● **Passage shown**
-- -- --

The iconic opening line from L. P. Hartley’s 1953 novel, The Go Between, has come to encapsulate the way many of us think and feel about the past. Whether it is the ninth or the nineteenth century that we look to, the same temptation confronts us; to explain the past as a place intrinsically different from our own, and its people as individuals fundamentally different to ourselves.

Whilst these sentiments may hold true for some of the most visible elements of any age – technology or social customs – other elements of the past often provide a striking mirror in which to examine our own lives and societies.

The history of offending and offenders is one such mirror. In some ways, Victorian England’s female offenders did live in a foreign country. One where employment opportunities, living standards, and state intervention took a very different form to those of the twenty-first century world. However, should their social and personal lives be assumed so very alien to our own?

Perhaps the uncomfortable truth historians must acknowledge is that, in the course of their lives, many wayward women and their families met with the same situations, difficulties, and discrimination that a number of vulnerable individuals and groups face in Britain in the present day.

Mary Brennan’s life and slide into offending offers one such example.

Image

Home Office and Prison Commission: Female Licences; Class: PCOM4; Piece: 61; Item: ;. Page: 40.

-- -- --

● **Dataset records**
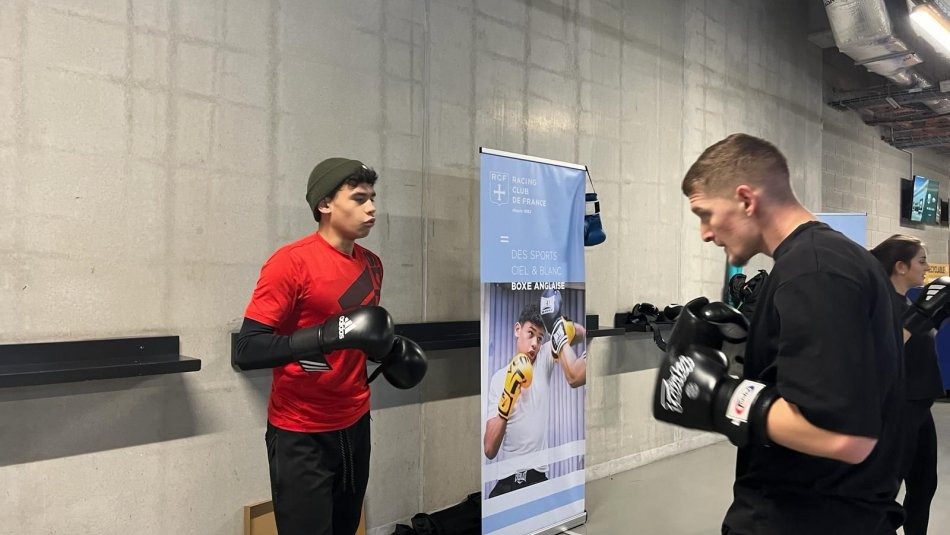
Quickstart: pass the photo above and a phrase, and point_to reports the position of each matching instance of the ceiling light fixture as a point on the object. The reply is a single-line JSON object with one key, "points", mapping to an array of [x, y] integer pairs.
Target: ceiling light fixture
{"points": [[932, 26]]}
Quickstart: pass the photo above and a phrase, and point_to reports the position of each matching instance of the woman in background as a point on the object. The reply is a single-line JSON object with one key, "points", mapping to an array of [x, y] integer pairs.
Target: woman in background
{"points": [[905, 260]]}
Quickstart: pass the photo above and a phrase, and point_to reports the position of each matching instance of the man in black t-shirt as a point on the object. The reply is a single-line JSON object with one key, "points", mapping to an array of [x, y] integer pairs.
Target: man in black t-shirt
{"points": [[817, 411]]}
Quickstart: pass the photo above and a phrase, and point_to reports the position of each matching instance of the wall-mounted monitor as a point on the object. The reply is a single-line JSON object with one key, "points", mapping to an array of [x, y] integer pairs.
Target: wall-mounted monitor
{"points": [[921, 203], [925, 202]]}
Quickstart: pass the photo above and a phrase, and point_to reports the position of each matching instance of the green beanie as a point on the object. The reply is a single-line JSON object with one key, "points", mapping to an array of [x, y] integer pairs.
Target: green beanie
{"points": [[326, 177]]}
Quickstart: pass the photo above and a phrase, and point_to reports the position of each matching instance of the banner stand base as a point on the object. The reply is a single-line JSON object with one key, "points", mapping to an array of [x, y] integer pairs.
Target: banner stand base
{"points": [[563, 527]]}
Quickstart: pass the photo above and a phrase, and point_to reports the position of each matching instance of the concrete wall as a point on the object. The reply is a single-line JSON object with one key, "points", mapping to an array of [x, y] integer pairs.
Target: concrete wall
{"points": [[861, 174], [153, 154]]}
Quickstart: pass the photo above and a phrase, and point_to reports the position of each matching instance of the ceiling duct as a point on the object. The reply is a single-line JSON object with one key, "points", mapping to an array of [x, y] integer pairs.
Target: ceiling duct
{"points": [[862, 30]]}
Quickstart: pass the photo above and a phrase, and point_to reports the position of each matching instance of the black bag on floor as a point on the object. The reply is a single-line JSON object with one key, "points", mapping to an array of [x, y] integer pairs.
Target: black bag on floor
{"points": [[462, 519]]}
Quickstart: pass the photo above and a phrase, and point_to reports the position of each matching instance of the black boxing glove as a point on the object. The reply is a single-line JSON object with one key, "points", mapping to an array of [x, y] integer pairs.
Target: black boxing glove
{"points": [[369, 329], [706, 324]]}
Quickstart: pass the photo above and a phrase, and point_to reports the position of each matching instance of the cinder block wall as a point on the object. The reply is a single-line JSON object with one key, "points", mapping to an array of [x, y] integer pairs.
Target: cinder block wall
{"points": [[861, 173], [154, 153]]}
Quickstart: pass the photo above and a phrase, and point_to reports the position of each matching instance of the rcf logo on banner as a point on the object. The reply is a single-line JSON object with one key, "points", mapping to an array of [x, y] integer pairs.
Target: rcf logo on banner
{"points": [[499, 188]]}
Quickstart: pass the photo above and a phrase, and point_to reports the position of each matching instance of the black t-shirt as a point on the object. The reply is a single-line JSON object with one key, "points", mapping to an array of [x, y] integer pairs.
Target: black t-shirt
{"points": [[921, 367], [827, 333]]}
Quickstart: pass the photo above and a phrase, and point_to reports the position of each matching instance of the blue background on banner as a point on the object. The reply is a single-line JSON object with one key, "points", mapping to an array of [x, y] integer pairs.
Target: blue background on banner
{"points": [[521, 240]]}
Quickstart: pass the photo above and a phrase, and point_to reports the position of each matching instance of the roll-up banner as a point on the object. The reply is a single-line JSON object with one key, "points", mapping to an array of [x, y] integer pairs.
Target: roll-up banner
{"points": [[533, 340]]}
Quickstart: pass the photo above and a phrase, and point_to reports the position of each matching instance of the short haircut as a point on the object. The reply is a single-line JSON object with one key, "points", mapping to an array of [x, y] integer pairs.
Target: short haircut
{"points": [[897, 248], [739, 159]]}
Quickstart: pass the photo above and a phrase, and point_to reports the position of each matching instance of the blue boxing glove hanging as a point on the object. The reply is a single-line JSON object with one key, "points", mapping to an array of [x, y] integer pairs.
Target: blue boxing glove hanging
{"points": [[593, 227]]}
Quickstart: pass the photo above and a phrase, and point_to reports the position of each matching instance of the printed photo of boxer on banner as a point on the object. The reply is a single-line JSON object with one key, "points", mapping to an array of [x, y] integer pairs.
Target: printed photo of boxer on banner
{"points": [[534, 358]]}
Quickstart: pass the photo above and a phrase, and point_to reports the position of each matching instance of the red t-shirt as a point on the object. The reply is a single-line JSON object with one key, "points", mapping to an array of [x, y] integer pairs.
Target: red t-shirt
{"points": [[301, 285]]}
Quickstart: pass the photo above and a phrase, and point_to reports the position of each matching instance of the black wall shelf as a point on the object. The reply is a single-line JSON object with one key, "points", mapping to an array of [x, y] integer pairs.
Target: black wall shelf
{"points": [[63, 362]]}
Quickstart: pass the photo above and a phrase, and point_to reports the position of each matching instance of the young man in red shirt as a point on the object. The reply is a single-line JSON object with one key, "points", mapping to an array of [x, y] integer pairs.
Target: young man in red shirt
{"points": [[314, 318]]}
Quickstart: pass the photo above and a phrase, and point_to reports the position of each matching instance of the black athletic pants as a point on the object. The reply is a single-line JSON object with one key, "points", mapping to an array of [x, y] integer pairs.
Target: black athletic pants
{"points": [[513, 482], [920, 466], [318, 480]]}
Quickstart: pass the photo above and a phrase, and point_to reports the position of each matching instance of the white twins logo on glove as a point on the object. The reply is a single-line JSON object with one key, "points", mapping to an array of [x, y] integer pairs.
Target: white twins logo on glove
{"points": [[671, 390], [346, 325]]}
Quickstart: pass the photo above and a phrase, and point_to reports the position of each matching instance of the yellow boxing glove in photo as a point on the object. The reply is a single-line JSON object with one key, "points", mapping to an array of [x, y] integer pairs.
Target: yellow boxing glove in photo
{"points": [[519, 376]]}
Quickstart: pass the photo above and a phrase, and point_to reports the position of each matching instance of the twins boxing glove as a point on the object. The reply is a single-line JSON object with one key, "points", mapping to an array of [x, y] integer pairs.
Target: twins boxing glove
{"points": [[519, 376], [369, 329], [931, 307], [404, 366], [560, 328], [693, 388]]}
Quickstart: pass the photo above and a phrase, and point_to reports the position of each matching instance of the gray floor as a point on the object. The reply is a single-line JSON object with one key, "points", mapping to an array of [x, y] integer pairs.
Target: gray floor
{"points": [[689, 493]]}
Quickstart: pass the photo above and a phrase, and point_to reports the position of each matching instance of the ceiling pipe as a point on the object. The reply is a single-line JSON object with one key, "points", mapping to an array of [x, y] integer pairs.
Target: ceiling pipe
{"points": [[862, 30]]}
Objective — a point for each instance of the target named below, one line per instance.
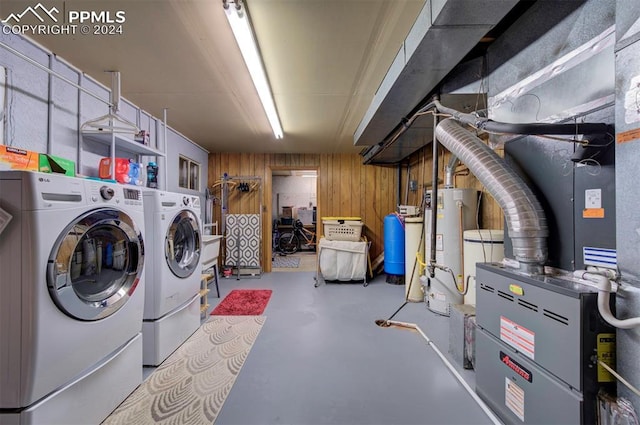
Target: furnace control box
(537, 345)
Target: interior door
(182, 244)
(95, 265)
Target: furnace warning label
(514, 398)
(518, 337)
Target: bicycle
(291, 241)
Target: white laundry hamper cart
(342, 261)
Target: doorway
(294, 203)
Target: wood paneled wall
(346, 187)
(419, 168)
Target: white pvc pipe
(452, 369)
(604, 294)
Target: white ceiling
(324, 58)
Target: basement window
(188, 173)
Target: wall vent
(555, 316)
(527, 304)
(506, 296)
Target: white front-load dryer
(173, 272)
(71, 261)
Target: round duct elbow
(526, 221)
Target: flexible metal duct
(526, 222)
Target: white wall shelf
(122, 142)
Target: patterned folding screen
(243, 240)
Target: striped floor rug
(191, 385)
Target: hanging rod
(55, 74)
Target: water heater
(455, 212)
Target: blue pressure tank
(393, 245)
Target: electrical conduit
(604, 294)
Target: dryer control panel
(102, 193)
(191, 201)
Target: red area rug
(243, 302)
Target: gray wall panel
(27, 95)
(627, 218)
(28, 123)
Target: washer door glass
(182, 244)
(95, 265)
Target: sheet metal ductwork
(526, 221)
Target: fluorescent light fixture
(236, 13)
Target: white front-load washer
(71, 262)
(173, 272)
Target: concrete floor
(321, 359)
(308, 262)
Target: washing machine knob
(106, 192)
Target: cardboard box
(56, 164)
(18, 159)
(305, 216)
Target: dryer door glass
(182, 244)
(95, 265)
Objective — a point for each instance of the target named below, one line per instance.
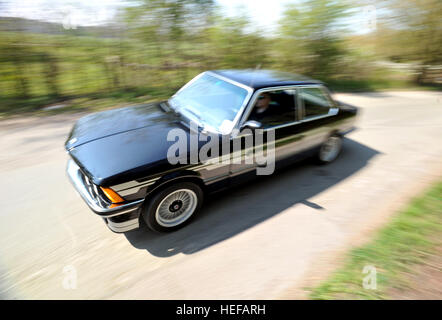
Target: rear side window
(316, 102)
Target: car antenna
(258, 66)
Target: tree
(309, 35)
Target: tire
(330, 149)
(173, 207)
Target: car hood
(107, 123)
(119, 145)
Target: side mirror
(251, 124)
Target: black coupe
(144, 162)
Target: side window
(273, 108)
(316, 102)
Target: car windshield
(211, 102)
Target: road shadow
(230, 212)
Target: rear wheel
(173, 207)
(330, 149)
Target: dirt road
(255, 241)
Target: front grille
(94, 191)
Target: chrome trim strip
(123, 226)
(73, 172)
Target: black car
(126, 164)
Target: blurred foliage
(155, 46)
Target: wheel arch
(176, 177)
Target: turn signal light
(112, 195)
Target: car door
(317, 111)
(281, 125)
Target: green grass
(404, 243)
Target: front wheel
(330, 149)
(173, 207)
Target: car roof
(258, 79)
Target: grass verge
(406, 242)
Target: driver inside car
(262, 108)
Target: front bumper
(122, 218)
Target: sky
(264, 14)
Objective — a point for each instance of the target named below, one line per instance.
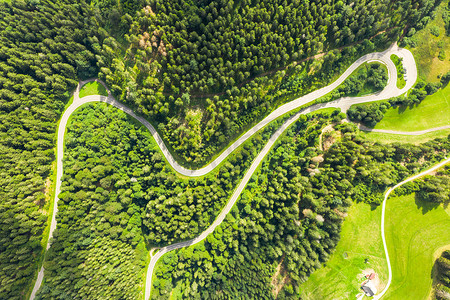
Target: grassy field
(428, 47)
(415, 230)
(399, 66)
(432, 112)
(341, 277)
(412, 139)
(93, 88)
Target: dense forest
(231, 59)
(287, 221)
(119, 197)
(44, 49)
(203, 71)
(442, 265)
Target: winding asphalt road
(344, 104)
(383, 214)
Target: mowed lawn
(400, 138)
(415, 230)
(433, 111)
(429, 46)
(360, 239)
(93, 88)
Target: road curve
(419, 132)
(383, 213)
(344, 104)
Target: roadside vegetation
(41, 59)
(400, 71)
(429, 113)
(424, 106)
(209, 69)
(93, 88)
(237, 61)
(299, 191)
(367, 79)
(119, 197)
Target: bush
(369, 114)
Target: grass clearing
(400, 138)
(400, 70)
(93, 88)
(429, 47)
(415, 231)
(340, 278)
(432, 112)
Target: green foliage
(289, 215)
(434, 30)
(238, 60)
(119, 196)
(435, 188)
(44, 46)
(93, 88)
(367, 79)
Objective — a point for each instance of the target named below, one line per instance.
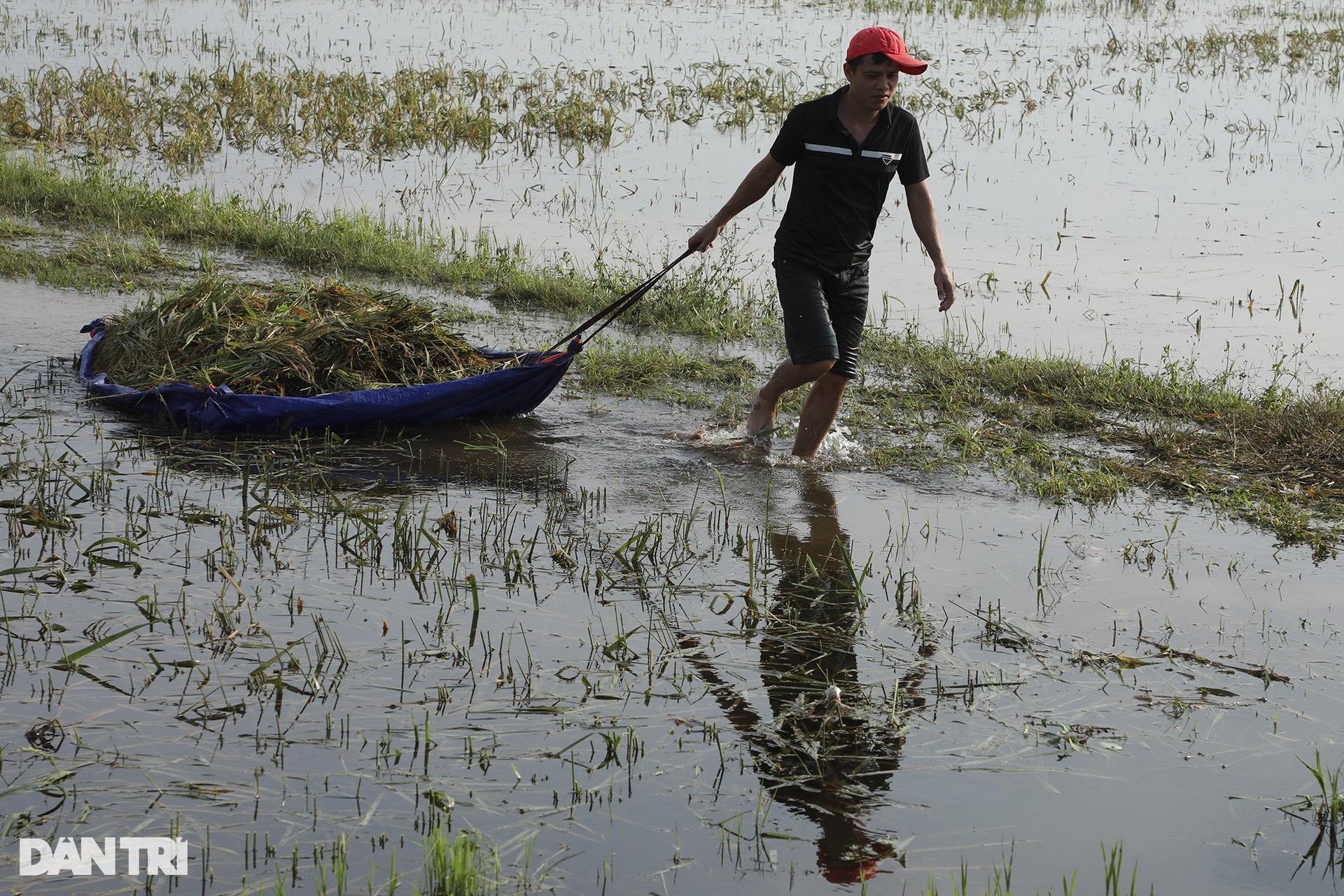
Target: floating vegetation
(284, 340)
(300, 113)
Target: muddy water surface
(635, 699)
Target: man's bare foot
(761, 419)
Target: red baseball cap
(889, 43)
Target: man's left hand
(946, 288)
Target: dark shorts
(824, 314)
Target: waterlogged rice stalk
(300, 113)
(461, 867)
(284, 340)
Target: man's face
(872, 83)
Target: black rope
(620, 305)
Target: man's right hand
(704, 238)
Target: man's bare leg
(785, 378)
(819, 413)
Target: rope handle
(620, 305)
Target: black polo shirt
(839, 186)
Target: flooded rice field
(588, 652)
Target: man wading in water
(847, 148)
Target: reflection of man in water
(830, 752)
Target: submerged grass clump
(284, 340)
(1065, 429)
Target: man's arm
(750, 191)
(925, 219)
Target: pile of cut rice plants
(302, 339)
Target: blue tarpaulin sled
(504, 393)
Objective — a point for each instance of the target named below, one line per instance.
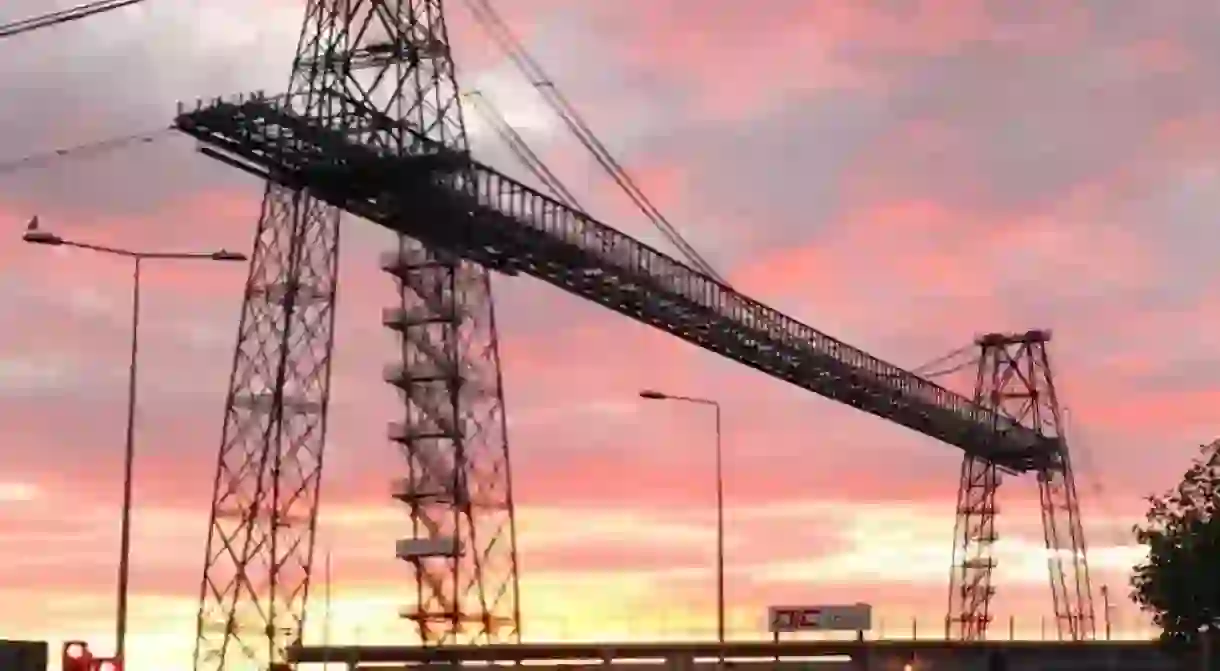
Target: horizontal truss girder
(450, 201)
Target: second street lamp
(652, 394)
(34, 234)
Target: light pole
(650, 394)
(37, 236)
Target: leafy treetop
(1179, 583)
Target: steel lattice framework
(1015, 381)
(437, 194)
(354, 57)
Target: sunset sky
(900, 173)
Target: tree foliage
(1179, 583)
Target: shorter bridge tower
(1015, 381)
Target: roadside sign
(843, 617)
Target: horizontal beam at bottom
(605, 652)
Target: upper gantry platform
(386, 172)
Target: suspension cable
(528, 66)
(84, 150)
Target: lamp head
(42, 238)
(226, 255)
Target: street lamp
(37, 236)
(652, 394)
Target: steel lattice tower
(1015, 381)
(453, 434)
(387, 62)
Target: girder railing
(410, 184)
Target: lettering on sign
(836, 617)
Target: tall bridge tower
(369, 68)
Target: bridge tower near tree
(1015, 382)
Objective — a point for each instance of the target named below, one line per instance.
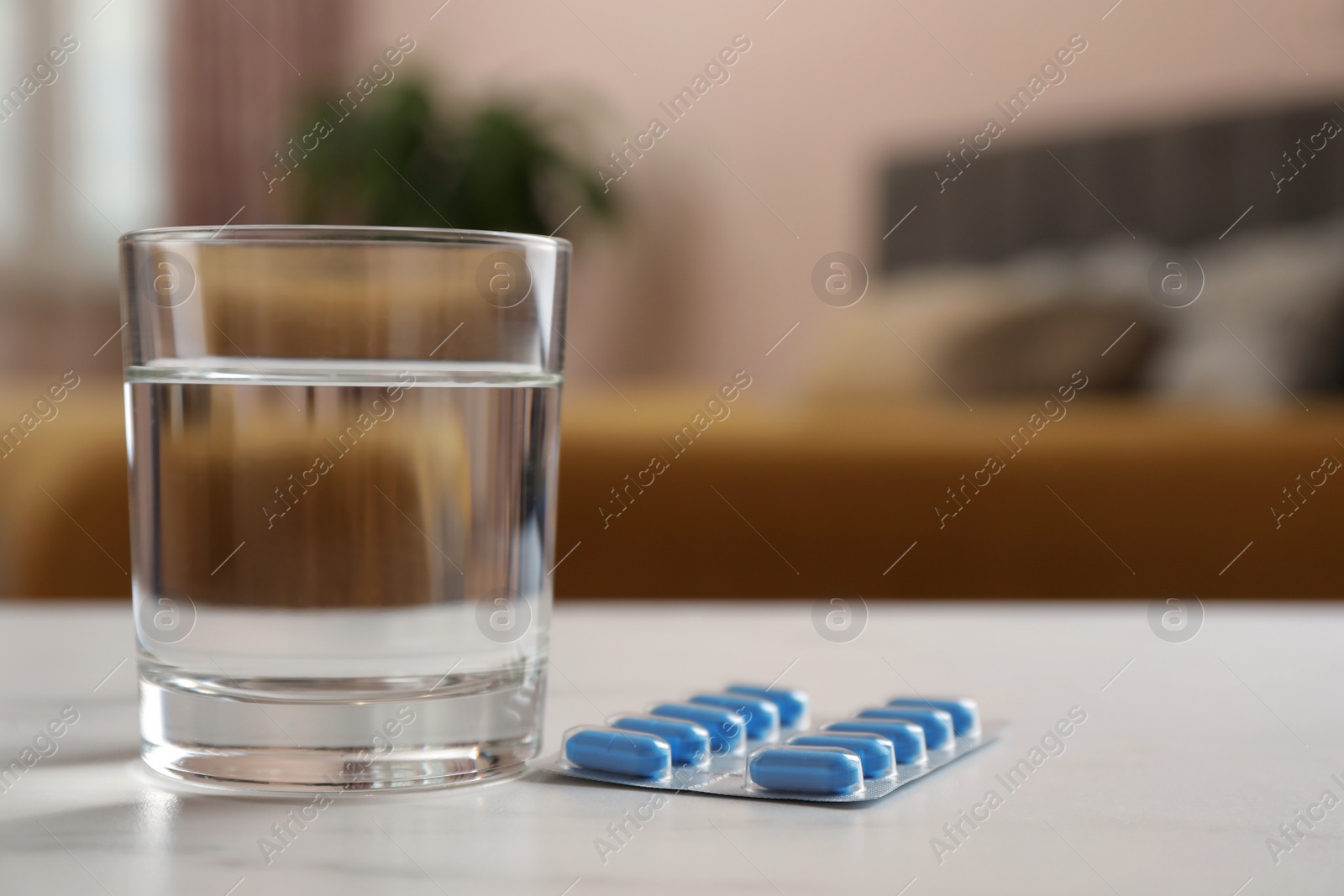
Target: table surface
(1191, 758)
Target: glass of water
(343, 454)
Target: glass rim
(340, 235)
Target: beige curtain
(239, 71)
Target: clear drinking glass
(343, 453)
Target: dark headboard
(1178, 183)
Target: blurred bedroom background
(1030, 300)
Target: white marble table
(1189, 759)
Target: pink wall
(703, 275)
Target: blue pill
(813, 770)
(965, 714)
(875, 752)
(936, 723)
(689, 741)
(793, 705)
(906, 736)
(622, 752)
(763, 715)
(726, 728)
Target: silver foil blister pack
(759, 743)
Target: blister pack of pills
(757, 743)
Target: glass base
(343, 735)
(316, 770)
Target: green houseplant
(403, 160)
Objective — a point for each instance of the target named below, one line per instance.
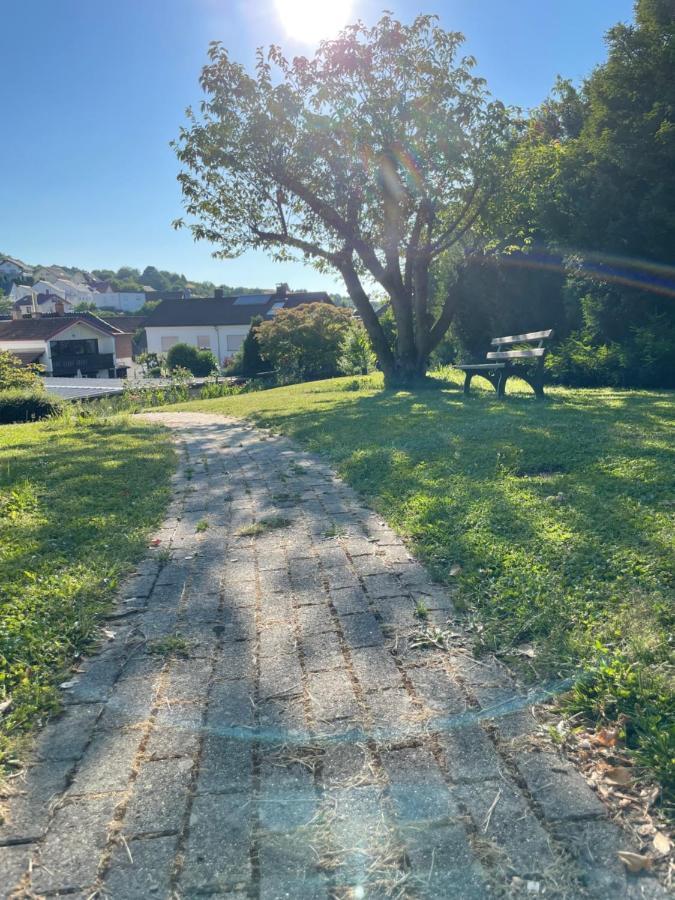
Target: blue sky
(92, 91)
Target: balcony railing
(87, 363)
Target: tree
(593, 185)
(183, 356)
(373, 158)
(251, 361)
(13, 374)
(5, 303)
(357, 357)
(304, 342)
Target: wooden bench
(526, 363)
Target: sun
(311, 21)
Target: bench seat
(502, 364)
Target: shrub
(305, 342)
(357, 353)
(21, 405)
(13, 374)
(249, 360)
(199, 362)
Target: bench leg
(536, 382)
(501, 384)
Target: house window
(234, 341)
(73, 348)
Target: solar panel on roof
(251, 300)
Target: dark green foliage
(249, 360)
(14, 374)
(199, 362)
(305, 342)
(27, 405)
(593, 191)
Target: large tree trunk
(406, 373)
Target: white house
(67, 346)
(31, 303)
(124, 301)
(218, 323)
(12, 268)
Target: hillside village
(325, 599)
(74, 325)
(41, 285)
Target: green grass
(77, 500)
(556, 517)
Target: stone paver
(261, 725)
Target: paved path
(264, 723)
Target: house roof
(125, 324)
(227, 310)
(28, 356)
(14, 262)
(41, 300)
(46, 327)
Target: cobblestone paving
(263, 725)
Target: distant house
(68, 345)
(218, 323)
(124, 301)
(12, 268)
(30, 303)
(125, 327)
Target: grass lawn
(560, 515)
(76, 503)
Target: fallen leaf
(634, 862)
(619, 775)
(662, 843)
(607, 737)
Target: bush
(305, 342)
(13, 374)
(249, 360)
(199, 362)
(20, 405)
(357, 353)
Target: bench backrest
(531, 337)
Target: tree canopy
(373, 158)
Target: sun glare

-- -- --

● **Tasks and exercises**
A) Answer these questions from the passage on Victorian female offenders:
(i) In what year was L. P. Hartley's novel The Go Between published?
(ii) Which three things does the passage say took a very different form in Victorian England than in the twenty-first century?
(iii) Whose life and slide into offending does the passage give as an example?
B) Count the lines of the records that contain the string "field", treating uppercase and lowercase as different, and give only the number.

● **Response list**
A)
(i) 1953
(ii) Employment opportunities, living standards, and state intervention
(iii) Mary Brennan's

B) 2